*** Begin section ***

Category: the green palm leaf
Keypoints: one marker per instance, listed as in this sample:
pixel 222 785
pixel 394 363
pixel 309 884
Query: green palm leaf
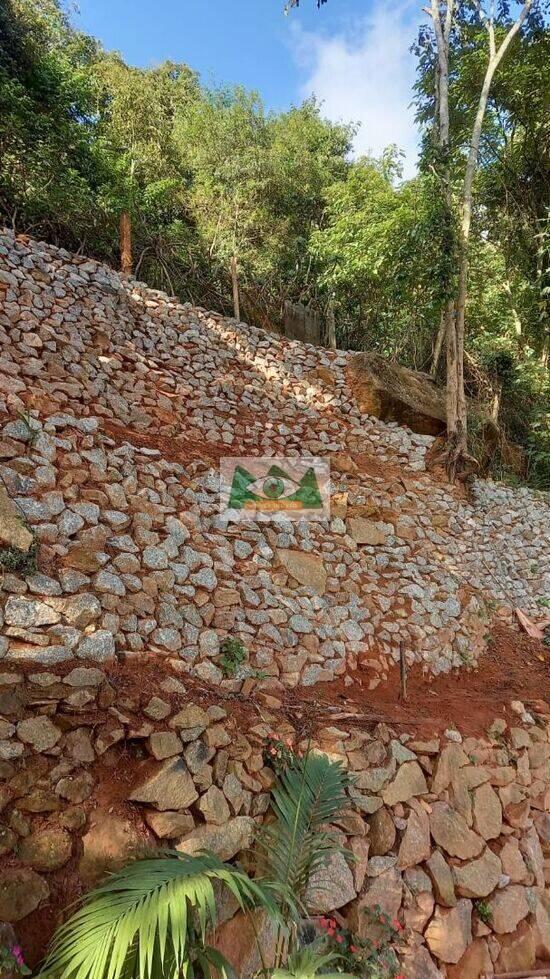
pixel 149 921
pixel 307 963
pixel 307 797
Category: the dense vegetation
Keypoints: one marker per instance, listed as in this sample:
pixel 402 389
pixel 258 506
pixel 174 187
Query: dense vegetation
pixel 208 174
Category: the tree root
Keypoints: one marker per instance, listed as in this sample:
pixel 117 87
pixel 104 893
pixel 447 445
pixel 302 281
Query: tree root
pixel 456 459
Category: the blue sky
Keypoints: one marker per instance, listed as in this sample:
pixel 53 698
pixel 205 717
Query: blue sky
pixel 353 54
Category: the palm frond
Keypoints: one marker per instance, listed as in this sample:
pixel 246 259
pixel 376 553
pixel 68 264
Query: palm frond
pixel 307 797
pixel 140 923
pixel 307 963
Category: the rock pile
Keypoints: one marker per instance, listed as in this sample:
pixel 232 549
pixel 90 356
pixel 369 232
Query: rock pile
pixel 450 837
pixel 117 404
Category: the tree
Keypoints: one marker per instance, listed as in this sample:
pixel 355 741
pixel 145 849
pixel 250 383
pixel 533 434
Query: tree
pixel 151 919
pixel 500 31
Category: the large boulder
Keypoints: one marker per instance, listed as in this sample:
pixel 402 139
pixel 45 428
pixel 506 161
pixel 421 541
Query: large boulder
pixel 47 849
pixel 307 569
pixel 415 845
pixel 110 842
pixel 450 830
pixel 480 877
pixel 13 533
pixel 450 932
pixel 21 892
pixel 474 963
pixel 508 907
pixel 168 787
pixel 487 812
pixel 409 782
pixel 225 841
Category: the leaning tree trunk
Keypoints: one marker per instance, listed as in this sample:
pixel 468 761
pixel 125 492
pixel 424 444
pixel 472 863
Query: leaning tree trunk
pixel 457 450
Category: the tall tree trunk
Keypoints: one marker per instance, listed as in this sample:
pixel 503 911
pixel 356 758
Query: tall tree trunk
pixel 235 284
pixel 439 341
pixel 442 21
pixel 126 262
pixel 331 328
pixel 457 419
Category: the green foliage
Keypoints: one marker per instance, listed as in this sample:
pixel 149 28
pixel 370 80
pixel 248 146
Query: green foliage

*** End section ***

▶ [Assigned task] Output the listing exactly. Leave out any image.

▶ [Result]
Category: the green palm leaf
Keypoints: one marker per instance, listed as in this sample:
pixel 222 785
pixel 394 363
pixel 309 884
Query: green palm leaf
pixel 149 921
pixel 307 963
pixel 307 797
Category: the dense vegetation
Keypoints: one marker per instance, listed as in this sample:
pixel 402 389
pixel 258 506
pixel 174 187
Query: dense vegetation
pixel 208 174
Category: the tree root
Keypoints: one marker per instance, listed as in this sample:
pixel 117 87
pixel 104 893
pixel 447 445
pixel 302 281
Query: tree root
pixel 456 459
Category: the blue sky
Keypoints: one marker per instance, listed as in this sample:
pixel 53 698
pixel 205 717
Query: blue sky
pixel 353 54
Category: the palm frond
Keypoints: one marker per instance, listed as in this sample:
pixel 246 259
pixel 376 553
pixel 68 264
Query: palm frond
pixel 307 797
pixel 140 923
pixel 307 963
Category: the rock pile
Keypoints: one marker per instance, listed as in this sample:
pixel 232 549
pixel 90 356
pixel 369 232
Query: rock pile
pixel 450 837
pixel 117 404
Category: the tree
Keypoints: one marker per instance, listed as in this sample:
pixel 355 741
pixel 145 849
pixel 250 383
pixel 533 434
Query: tree
pixel 151 919
pixel 500 31
Category: the large boulder
Keypoints: one marker per instance, listed as in this sample:
pixel 402 139
pixel 45 428
pixel 506 161
pixel 421 541
Query: large boulder
pixel 47 849
pixel 307 569
pixel 415 845
pixel 110 842
pixel 450 830
pixel 480 877
pixel 13 533
pixel 450 932
pixel 21 892
pixel 474 963
pixel 508 907
pixel 168 787
pixel 487 812
pixel 409 782
pixel 225 841
Category: the leaning tree trunk
Keypoints: one marker per instance, listed as in this sample:
pixel 468 761
pixel 125 492
pixel 424 444
pixel 472 863
Query: leaning tree trunk
pixel 457 450
Category: the tall tree trunk
Keypoints: one marker per instance, listed as in this sample:
pixel 503 911
pixel 356 758
Query: tall tree trunk
pixel 235 284
pixel 439 341
pixel 442 21
pixel 126 262
pixel 331 328
pixel 457 419
Category: the green foliage
Keypoints: one marker per instance, listed as in this sample:
pixel 149 28
pixel 370 80
pixel 248 146
Query: green foliage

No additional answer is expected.